PROBLEM:
Update the listing below so that every "keypoint" becomes "marker", with everything else left unchanged.

SOURCE DATA:

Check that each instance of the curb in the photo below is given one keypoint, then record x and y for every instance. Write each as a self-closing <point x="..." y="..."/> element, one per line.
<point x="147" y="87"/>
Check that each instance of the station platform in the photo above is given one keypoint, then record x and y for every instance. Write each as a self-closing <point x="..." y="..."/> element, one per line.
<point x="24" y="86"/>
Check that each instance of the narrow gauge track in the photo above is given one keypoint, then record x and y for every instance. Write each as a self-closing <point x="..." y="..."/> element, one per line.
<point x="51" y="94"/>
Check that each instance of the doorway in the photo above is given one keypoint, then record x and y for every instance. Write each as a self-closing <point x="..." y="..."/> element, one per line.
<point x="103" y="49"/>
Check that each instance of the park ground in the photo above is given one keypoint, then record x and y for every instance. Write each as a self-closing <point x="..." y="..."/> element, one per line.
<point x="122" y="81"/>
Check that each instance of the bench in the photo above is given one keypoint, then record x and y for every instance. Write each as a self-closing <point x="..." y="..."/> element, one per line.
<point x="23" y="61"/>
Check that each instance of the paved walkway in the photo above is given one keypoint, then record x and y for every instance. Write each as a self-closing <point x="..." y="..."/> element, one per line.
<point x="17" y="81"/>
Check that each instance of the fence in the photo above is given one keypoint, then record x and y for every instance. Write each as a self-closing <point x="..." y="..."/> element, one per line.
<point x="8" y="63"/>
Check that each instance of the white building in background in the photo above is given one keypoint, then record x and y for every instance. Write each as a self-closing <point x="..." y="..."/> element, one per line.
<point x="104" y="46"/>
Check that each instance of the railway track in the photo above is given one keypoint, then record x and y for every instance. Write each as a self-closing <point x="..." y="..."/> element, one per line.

TASK RESULT:
Check that each instance of the curb in the photo below is given one marker, then record x and y for every instance. Write each as a self-closing <point x="..." y="..."/> element, one per line.
<point x="147" y="87"/>
Check that each instance of the station platform in the photo above is given one marker, then record x and y for every instance. Write each as a self-closing <point x="..." y="..."/> element, one per line.
<point x="24" y="86"/>
Check that each instance of the narrow gauge track in the photo above is given one marker, then record x and y for every instance. Write each as a self-closing <point x="..." y="..."/> element, one per line.
<point x="51" y="94"/>
Check that each instance of the doorway in the photo above is given one marker, then record x and y for every instance. Write each as a self-closing <point x="..." y="..."/> element, one per line.
<point x="103" y="49"/>
Check that each instance of the park ground in the photo above is given one marker, then record x and y for every instance. Write each as a self-closing <point x="..." y="..."/> element, one per line.
<point x="122" y="81"/>
Check that each instance of the bench in the photo above is given one marker, then record x and y for every instance. Write each as a self-closing <point x="..." y="..."/> element, one per line.
<point x="23" y="61"/>
Check that each instance of the paved walkway in the photo above is given one marker, then record x and y for every instance. Write each as a self-closing <point x="..." y="..."/> element, one per line.
<point x="17" y="81"/>
Check that each instance of the fence in the photo above is given one marker, then record x and y for every instance. Write each as a self-closing <point x="..." y="..."/> element, one per line.
<point x="8" y="63"/>
Check that each instance of the white building in background in the photo above is given one marker, then record x and y for every instance. Write each as a self-closing <point x="..." y="..."/> element, one per line.
<point x="104" y="46"/>
Check that each instance of the railway track in the photo above is given one marker, then record x and y for every instance. Write each as a self-closing <point x="..." y="..."/> element, one per line.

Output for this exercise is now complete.